• Activity A
Repeat the part of the article below on US sanctions against Norinco from "Iran's Shahid Hemmat" to "Prokopowicz told AFP.", word for word.
• Activity B
Write what follows the last sentence of the article below on US sanctions against a Chinese arms company, carrying its account forward.

• Given passage
--------------------

The US has imposed sanctions against a Chinese company for allegedly supplying Iran with ballistic missile technology, without providing details of the deal.
The US has provided no evidence
The penalties will deprive one of China's largest conglomerates, North China Industries (Norinco), of annual sales in the US worth more than $100m for the next two years.
China denied the US claims and called the sanctions "entirely unreasonable".
US officials said the sanctions - which cancel all export-import licences and contracts with the US - are thought to be the severest yet to be imposed against a Chinese company.
The latest US move comes as it tries to build a case against Iran claiming it is developing nuclear weapons.
Iran's Shahid Hemmat Industrial, the government defence industrial agency in charge of developing and producing ballistic missiles, will be largely unaffected because of existing US sanctions against the country.
The US did not specify what technologies were sold but claims the deal was struck after August 2002.
"These penalties were imposed because the US Government determined that these entities contributed materially to the efforts of a foreign country - in this specific case Iran - to use, acquire, design, develop, produce or stockpile missiles capable of delivering weapons of mass destruction," State Department spokeswoman Jo-Anne Prokopowicz told AFP.
Norinco, a key supplier of the People's Liberation Army of China declined to comment.
Responding to whether Norinco had exported ballistic missile products to Iran, a spokesman said, "Please don't ask further. My brain is blank."
In April 2000, the Clinton administration imposed sanctions against the Shahid Hemmat Industrial and three other Iranian companies for "knowingly engaging in the export of military technology".

--------------------

• Dataset excerpts
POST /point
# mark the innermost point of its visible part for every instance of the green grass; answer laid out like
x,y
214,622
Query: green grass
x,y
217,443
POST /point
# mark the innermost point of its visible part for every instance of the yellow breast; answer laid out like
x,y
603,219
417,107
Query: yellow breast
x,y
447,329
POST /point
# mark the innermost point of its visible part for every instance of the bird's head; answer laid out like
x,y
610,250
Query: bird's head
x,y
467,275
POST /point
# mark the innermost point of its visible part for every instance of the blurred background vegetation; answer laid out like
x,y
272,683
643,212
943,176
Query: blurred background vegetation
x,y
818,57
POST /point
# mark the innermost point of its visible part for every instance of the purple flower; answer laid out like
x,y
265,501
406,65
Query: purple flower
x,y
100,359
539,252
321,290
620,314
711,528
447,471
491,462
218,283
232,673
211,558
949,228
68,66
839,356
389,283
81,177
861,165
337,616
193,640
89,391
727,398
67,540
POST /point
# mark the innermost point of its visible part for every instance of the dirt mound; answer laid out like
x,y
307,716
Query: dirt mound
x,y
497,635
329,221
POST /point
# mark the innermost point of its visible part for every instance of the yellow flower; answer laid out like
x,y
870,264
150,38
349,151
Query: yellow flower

--------------------

• Task response A
Iran's Shahid Hemmat Industrial, the government defence industrial agency in charge of developing and producing ballistic missiles, will be largely unaffected because of existing US sanctions against the country.
The US did not specify what technologies were sold but claims the deal was struck after August 2002.
"These penalties were imposed because the US Government determined that these entities contributed materially to the efforts of a foreign country - in this specific case Iran - to use, acquire, design, develop, produce or stockpile missiles capable of delivering weapons of mass destruction," State Department spokeswoman Jo-Anne Prokopowicz told AFP.

• Task response B
Shahid Hemmat is a key developer of Iran's Shahab-3 missile, which reputedly has a range of 800 miles, enough to reach Israel, Turkey and Afghanistan.
The Shahab-3 is thought to be based on the design of North Korea's Nodong.
President George W. Bush has group Iran with Iraq and North Korea as a member of a so-called 'axis of evil'.
The sanctions will also do little to improve relations with China just days ahead of a meeting between Mr Bush and the new Chinese President Hu Jintao.
"Politically it won't be a good thing, but it won't affect
the first summit meeting very substantially," Zhu Feng, director of the International Security Programme at Peking University.
"In the context of US pressure on Iran, it's a big warning to China that it has to watch what it's doing," he said.
Norinco is a global supplier of vehicles and mechanical products, optical-electronics, chemicals, explosives, civil firearms, light industrial products and "special products".
According to documents made public on Thursday the sanctions went into effect on 9 May.